> [TEXT EXCERPT]:
# LPG Converter Needed



## dora (Jan 23, 2008)

At last, we've just put a deposit on our first American Motorhome, upgrading from our 1991 Euramobile, that we have been living in full time since end August. 
Jims house now completed we're nearly ready to get out of the country.

We're going to be staying in the Leicester area when we collect the new home, and before we leave the country need to get it converted to run on LPG. Anybody know and can recommend a good converter in the midlands area?
Also if you know of a good site near Coalville that we can stay in our current motorhome and for a day or so also have the American motorhome please let me know?

Many thanks
D


----------



## camallison (Jul 15, 2009)

Try one of these guys:

Hinckley
Power Train Projects
Trinity House, Coventry Road,
Hinckley, Leicestershire, LE10 0NB
Tel: 01455 622229
Fax: 01455 622370
Email:
[email protected]

Queniborough
Jumblie Ltd
1487 Melton Road, Queniborough,
Leicester, LE7 3FP
Tel: 0116 269 2788
Fax: 0116 269 2864
[email protected]

Whetstone
Leicester Autogas Services
The Grange, Station Street,
Whetstone, Leicester, Leicestershire, LE8 6JS
Tel: 01162 862701
Fax: 0116 286 2457
Web: www.leicesterautogas.co.uk

Colin


----------



## des (Aug 13, 2005)

> [SET TASK A]: Rewrite the LPG converter thread from "## dora (Jan" up to and including "let me know?", with "Coalville" swapped for "Loughborough".
> [SET TASK B]: Continue the forum thread about finding an LPG converter from the point where it stops.

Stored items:
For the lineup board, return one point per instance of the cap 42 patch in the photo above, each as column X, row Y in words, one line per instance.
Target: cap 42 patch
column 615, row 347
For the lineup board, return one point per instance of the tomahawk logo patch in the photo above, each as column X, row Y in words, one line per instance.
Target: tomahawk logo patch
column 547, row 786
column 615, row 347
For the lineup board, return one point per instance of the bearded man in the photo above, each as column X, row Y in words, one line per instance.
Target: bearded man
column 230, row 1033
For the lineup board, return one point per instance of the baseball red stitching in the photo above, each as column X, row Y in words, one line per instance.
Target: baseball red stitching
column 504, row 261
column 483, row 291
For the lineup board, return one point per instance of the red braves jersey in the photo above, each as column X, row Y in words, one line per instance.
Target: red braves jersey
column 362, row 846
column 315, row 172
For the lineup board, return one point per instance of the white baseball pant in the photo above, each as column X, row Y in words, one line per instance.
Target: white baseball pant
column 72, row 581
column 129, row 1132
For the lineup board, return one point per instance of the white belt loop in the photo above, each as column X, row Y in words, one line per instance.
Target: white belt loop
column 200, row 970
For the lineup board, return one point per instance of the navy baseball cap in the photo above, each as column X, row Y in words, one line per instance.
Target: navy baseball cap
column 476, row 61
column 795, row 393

==

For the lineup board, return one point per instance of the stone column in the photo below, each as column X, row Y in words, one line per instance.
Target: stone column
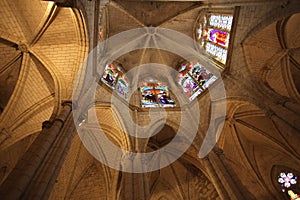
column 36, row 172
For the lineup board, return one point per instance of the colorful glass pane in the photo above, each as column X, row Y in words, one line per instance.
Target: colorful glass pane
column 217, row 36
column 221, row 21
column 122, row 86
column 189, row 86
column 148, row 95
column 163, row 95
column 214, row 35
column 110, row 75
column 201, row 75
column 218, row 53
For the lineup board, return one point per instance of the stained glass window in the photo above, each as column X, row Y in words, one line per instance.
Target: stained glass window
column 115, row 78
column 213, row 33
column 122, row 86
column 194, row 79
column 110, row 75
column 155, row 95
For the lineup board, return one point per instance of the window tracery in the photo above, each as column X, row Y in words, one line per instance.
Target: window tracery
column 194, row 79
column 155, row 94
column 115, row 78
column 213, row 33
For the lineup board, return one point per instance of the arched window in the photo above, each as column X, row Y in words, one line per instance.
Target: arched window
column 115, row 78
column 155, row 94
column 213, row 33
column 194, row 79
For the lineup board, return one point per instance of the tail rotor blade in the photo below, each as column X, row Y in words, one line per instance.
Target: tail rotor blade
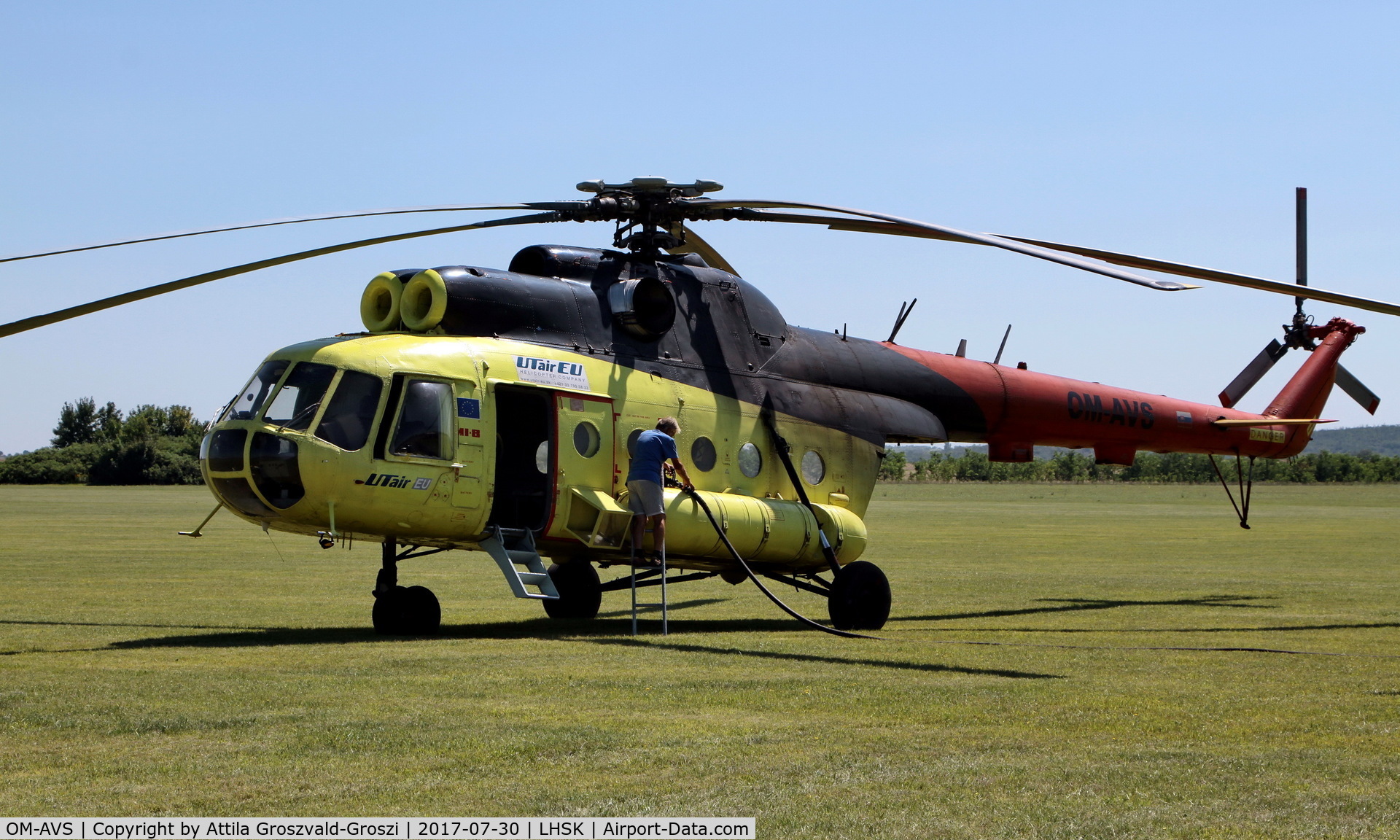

> [WRITTEN ANSWER A]:
## dora (Jan 23, 2008)

At last, we've just put a deposit on our first American Motorhome, upgrading from our 1991 Euramobile, that we have been living in full time since end August. 
Jims house now completed we're nearly ready to get out of the country.

We're going to be staying in the Leicester area when we collect the new home, and before we leave the country need to get it converted to run on LPG. Anybody know and can recommend a good converter in the midlands area?
Also if you know of a good site near Loughborough that we can stay in our current motorhome and for a day or so also have the American motorhome please let me know?

> [WRITTEN ANSWER B]:
be sure that your converter is familiar with the size of the job. i recommend steve griffiths at anglo american in newport. not local, but this is an expensive job, and that is where many of the rv dealers get the job done.


----------



## raynipper (Aug 4, 2008)

Dora,
I'm not sure which RV you have gone for but obviously a front engined petrol one.
Things might have changed a little since I was an American RV owner but the numbers would still apply.

With the high cost of an LPG conversion it's going to take many thousands of miles to even come close to beak even point. LPG availability on the continent apart from Spain is plentiful and as far as I can see a little cheaper. 

Have you done your sums?

Ray.


----------



## 107558 (Oct 10, 2007)

LPG in France is expensive about 50% more than in the UK.


----------



## camper69 (Aug 30, 2007)

dora said:


> Also if you know of a good site near Coalville that we can stay in our current motorhome and for a day or so also have the American motorhome please let me know?
> 
> Many thanks
> D


If you are a member of the C&CC you could try here. They were a tad expensive when we were last there a year ago but if staying for a while you could maybe negotiate a bit.

Derek


----------



## dora (Jan 23, 2008)

camallison said:


> Try one of these guys:
> 
> Hinckley
> Power Train Projects
> ...


Hi
thanks for trying to help. The last one come up that the domain was for sale, Jumblie Ltd said they couldn't help, but did give me details of another converter in Derbyshire that they recommended. I do appreciate the response though. TA


----------



## dora (Jan 23, 2008)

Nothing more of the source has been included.